Collection entries
— START —

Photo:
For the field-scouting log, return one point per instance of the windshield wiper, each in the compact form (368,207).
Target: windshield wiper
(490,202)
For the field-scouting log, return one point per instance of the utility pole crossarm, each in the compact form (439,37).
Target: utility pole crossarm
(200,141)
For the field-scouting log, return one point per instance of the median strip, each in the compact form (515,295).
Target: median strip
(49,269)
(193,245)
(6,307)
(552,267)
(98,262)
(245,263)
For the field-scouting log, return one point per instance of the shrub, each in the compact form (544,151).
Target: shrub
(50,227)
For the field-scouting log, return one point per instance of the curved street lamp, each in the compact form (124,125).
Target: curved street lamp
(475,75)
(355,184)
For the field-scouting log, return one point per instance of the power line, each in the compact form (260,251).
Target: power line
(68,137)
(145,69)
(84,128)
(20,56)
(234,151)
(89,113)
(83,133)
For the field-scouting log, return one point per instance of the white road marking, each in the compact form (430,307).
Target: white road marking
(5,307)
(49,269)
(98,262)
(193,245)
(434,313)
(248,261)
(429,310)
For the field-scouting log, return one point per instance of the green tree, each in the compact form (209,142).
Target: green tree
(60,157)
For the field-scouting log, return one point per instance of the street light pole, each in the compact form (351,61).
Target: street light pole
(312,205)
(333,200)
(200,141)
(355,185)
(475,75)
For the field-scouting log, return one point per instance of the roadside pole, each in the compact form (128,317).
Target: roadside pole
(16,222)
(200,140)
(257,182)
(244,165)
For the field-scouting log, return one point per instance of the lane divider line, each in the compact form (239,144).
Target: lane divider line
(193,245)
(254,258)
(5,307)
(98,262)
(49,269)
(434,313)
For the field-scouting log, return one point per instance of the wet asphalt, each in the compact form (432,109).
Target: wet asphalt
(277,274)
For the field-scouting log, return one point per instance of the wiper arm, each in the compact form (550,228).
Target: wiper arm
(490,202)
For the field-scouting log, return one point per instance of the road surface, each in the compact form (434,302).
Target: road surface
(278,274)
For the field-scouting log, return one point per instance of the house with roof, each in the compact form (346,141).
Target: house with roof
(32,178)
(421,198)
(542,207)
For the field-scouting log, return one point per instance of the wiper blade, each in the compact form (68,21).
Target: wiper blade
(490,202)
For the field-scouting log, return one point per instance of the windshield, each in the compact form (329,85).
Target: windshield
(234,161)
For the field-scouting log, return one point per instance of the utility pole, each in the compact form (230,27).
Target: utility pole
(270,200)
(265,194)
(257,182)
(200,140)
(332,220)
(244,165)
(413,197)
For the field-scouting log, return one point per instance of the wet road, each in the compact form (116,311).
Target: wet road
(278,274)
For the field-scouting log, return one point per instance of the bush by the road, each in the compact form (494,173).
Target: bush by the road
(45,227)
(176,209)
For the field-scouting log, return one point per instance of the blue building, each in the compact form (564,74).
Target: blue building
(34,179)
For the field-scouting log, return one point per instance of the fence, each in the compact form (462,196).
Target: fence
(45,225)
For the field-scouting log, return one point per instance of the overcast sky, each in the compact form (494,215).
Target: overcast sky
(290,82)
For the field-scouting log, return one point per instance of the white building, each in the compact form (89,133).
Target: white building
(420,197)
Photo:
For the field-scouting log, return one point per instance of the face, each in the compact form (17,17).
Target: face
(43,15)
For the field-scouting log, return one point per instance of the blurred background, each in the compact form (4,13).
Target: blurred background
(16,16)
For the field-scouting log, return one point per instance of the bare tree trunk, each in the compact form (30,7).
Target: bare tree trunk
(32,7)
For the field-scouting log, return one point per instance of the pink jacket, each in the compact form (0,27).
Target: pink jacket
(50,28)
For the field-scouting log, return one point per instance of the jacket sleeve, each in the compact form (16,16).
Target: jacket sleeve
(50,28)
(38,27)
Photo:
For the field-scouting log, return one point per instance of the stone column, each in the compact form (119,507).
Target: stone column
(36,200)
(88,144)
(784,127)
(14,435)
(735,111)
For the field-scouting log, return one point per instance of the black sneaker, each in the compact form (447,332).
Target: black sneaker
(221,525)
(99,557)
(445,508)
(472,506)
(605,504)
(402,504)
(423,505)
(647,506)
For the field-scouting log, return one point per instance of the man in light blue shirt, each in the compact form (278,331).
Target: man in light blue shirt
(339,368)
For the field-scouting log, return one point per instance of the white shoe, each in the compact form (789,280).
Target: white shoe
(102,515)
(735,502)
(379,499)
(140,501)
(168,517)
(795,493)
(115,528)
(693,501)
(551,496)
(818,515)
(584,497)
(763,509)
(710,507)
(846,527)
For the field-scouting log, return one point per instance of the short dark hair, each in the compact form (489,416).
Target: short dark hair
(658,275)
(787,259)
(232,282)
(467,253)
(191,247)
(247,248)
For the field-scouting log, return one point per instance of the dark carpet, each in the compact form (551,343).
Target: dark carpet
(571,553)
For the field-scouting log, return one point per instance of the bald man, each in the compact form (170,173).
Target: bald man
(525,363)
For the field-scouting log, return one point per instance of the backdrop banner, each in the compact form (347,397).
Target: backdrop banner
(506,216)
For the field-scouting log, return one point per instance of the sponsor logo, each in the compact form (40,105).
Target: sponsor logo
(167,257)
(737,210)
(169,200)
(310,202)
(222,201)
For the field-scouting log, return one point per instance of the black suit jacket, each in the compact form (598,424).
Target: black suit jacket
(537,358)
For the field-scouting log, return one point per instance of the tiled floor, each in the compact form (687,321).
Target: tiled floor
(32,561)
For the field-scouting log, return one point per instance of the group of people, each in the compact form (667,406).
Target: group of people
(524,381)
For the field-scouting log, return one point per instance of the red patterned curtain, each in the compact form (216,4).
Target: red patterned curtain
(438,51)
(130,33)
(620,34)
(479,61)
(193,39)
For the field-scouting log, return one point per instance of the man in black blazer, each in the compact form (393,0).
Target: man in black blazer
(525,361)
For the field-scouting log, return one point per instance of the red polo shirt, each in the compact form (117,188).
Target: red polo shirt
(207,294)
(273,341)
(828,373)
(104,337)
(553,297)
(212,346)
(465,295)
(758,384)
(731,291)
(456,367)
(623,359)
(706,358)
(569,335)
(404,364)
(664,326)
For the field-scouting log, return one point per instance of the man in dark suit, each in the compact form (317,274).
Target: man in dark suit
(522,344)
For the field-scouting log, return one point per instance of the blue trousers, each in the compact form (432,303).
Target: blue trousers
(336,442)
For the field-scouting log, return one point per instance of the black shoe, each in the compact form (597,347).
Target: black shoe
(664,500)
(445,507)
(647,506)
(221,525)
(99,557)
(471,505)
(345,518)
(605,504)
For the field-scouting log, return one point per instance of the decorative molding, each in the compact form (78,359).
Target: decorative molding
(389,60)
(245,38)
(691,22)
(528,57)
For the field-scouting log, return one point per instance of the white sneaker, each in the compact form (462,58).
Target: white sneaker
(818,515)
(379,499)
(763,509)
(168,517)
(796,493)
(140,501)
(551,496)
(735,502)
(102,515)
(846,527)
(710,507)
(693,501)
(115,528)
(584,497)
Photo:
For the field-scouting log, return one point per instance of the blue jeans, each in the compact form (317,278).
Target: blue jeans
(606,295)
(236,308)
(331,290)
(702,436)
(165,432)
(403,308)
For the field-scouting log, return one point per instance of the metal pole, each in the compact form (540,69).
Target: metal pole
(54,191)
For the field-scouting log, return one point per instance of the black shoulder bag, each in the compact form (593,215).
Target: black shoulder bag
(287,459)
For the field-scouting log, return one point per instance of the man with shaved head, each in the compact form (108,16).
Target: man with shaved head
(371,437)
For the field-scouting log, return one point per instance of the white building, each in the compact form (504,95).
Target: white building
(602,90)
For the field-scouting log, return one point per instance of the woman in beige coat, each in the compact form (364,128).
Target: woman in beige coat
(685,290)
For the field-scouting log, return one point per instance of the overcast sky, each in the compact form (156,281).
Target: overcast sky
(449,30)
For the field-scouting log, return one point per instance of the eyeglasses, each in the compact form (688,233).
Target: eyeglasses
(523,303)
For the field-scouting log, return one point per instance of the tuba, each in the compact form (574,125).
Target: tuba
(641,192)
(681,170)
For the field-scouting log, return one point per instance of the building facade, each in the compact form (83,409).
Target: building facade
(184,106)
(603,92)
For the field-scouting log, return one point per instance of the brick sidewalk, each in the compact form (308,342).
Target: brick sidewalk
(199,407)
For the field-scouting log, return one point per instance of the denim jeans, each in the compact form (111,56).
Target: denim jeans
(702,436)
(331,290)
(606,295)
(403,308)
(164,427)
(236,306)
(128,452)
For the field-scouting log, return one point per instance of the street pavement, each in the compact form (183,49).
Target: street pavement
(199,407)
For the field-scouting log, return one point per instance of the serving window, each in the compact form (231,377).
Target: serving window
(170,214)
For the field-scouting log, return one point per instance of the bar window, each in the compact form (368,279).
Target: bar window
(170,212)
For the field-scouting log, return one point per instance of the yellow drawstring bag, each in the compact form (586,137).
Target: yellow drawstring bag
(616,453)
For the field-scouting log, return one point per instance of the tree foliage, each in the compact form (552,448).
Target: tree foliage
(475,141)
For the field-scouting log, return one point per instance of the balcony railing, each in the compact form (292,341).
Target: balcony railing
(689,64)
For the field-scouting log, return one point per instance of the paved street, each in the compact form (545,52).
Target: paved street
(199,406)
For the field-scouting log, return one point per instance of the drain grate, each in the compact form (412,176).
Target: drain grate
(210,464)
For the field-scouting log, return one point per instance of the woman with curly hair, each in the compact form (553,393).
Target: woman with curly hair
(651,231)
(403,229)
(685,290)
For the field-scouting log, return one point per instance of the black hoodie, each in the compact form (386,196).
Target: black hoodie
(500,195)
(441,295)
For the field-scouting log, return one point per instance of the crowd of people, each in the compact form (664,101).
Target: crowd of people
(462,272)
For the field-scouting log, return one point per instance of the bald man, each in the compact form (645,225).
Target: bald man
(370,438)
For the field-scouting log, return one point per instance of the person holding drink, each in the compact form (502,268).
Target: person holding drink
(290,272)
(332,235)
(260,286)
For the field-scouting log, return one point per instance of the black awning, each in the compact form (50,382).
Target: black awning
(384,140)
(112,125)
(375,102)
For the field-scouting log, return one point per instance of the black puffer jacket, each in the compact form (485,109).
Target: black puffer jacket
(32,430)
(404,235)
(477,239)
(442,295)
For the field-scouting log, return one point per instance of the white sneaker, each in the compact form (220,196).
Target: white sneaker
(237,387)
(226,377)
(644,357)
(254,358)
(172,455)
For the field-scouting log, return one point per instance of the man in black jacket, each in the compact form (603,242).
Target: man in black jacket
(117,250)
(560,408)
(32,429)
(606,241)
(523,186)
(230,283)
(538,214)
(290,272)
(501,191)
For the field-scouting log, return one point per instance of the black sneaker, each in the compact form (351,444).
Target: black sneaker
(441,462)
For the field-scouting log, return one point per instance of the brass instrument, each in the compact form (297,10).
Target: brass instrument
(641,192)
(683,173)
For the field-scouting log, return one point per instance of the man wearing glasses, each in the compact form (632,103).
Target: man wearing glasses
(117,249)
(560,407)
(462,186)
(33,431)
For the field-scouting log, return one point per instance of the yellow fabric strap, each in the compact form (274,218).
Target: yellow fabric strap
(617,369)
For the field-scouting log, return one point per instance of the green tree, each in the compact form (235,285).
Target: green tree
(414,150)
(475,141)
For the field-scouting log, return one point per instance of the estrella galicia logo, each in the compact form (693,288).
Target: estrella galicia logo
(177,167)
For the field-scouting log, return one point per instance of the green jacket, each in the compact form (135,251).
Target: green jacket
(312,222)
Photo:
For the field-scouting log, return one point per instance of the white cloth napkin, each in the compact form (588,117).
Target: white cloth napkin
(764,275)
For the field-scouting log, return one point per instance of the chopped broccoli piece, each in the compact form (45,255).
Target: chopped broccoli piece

— END —

• Task directions: Beginning at the line containing "compact form (693,288).", repeat each line exactly through the last line of the entries, and include no other lines.

• Written answer:
For the field-scouting log, return one point per instance of the estrella galicia logo, each in the compact form (693,288).
Target: estrella galicia logo
(177,167)
For the field-scouting log, return one point per instance of the green jacket, each in the compact form (135,251).
Target: green jacket
(312,222)
Photo:
For the field-scouting log, return one point per instance of the white cloth napkin, each in the compact form (588,117).
Target: white cloth napkin
(764,275)
For the field-scouting log, return one point per instance of the chopped broccoli piece, each in the compact form (45,255).
Target: chopped broccoli piece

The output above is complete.